## Action item
Each line of the material should be output exactly as shown.

──────

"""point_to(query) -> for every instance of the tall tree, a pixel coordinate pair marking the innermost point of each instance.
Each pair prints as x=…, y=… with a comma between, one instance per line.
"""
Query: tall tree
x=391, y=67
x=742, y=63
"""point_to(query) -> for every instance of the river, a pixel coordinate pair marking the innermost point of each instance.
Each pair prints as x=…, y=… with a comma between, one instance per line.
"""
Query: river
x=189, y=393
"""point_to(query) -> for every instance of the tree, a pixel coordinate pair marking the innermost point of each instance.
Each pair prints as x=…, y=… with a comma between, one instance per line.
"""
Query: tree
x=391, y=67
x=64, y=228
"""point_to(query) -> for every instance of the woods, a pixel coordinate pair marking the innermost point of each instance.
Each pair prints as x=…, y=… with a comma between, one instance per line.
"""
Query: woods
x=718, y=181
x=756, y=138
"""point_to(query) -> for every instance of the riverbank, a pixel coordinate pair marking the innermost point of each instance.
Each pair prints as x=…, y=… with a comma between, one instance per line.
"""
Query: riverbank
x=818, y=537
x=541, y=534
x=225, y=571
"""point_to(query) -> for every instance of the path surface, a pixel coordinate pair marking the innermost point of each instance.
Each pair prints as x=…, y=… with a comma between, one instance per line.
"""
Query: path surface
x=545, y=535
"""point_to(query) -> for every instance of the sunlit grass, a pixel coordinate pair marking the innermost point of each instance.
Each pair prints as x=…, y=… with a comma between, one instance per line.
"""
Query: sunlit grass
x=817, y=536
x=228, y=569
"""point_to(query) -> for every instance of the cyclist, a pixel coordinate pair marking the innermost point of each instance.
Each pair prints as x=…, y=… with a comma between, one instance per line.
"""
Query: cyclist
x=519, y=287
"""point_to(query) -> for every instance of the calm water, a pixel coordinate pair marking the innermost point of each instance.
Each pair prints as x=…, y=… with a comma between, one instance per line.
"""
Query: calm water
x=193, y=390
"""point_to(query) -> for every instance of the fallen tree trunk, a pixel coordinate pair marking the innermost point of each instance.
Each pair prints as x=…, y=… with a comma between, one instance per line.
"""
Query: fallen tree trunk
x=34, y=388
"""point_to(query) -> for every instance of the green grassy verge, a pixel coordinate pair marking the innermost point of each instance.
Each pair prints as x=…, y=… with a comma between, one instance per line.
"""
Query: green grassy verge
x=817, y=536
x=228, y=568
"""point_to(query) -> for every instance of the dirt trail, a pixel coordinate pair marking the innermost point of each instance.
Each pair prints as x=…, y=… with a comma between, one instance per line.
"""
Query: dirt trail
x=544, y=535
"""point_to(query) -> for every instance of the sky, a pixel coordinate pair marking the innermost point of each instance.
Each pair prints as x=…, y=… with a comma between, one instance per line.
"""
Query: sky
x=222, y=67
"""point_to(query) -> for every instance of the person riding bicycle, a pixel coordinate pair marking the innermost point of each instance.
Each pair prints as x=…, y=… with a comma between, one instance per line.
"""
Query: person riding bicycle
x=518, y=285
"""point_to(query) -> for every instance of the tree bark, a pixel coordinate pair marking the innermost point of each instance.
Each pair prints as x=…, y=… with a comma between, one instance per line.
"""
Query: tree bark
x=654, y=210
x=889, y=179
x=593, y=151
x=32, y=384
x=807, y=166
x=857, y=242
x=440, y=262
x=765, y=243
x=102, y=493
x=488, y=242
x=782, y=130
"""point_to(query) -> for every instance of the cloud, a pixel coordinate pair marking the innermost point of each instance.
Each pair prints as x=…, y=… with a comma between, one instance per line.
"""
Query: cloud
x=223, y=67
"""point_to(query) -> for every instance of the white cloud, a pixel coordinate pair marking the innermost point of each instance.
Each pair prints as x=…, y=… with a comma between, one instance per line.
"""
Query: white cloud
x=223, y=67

──────

## Answer for the task
"""point_to(query) -> for every instance of the tall tree, a pixel coordinate pair marking the innermost point of each instance.
Each pair prints as x=…, y=… with a comma between, one instance per line.
"""
Query: tall tree
x=391, y=67
x=742, y=63
"""point_to(query) -> for every instance of the river, a pixel coordinate pair marking the innermost point of each instance.
Each pair prints as x=…, y=… with a comma between, one instance per line.
"""
Query: river
x=189, y=393
"""point_to(query) -> for every instance of the tree, a pixel coordinate pair marking the innermost point of each instance.
Each pair prints as x=…, y=… with a comma between, one instance per line.
"""
Query: tree
x=391, y=67
x=64, y=228
"""point_to(query) -> for every instance of the woods, a pixel coordinate pair marking the innermost point of each instance.
Each pair prints as x=…, y=… with a comma between, one instance per line.
"""
Query: woods
x=718, y=181
x=756, y=138
"""point_to(query) -> for every instance of the riverbank, a pixel coordinate pair marking the innermost point of each instance.
Each pair prints as x=…, y=… with a comma between, one instance per line.
"""
Query: riverbank
x=818, y=537
x=541, y=534
x=225, y=571
"""point_to(query) -> for every instance of the path surface, a pixel coordinate pair marking the innermost point of each instance.
Each pair prints as x=…, y=… with a comma between, one instance per line.
"""
Query: path surface
x=545, y=535
"""point_to(query) -> for every instance of the sunlit grass, a pixel coordinate pair marking the innermost point of each instance.
Each pair prints as x=…, y=… with a comma between, one instance per line.
"""
Query: sunlit grass
x=817, y=536
x=228, y=569
"""point_to(query) -> for every instance of the cyclist, a pixel coordinate pair marking the innermost point of each instance.
Each pair prints as x=…, y=… with a comma between, one instance per line.
"""
Query: cyclist
x=519, y=287
"""point_to(query) -> for every instance of the calm water, a pixel coordinate pair marking the innermost point of each instance.
Each pair prints as x=…, y=… with a comma between, one instance per line.
"""
Query: calm water
x=193, y=390
"""point_to(query) -> for every instance of the fallen tree trunk, a pixel coordinate pair marking the innermost point of each instance.
Each pair prints as x=…, y=… with a comma between, one instance per line.
"""
Query: fallen tree trunk
x=34, y=388
"""point_to(query) -> for every instance of the green grassy verge, a pixel coordinate pair marking the innermost point of each instance.
Each pair prints as x=…, y=… with a comma between, one instance per line.
"""
Query: green grassy verge
x=817, y=536
x=228, y=568
"""point_to(query) -> for every instance of the dirt trail, a pixel coordinate pair marking the innermost point of each instance.
Each pair prints as x=…, y=… with a comma between, one instance per line.
"""
Query: dirt trail
x=544, y=535
"""point_to(query) -> for every instance of the sky, a pixel coordinate pair marking the innermost point of each instance.
Each pair prints as x=…, y=… with a comma between, one instance per line.
"""
Query: sky
x=222, y=67
"""point_to(query) -> for every instance of the person riding bicycle, a pixel coordinate pair marking the innermost point of each instance.
Each pair prints as x=…, y=… with a comma between, one instance per line.
"""
Query: person riding bicycle
x=518, y=285
"""point_to(query) -> for every instance of the tree bark, a pixel coordinate pair marking the innermost point of each instance.
Each pair prints as x=…, y=… with a comma between, one instance per line.
"""
Query: tree bark
x=654, y=210
x=889, y=179
x=593, y=151
x=32, y=384
x=807, y=166
x=857, y=242
x=440, y=262
x=765, y=243
x=102, y=493
x=488, y=242
x=782, y=130
"""point_to(query) -> for every instance of the cloud, a pixel coordinate pair marking the innermost point of each instance.
Each pair prints as x=…, y=… with a comma between, one instance per line.
"""
Query: cloud
x=223, y=67
"""point_to(query) -> for every instance of the white cloud, a pixel coordinate pair marking the innermost point of each instance.
Each pair prints as x=…, y=… with a comma between, one instance per line.
"""
Query: white cloud
x=223, y=67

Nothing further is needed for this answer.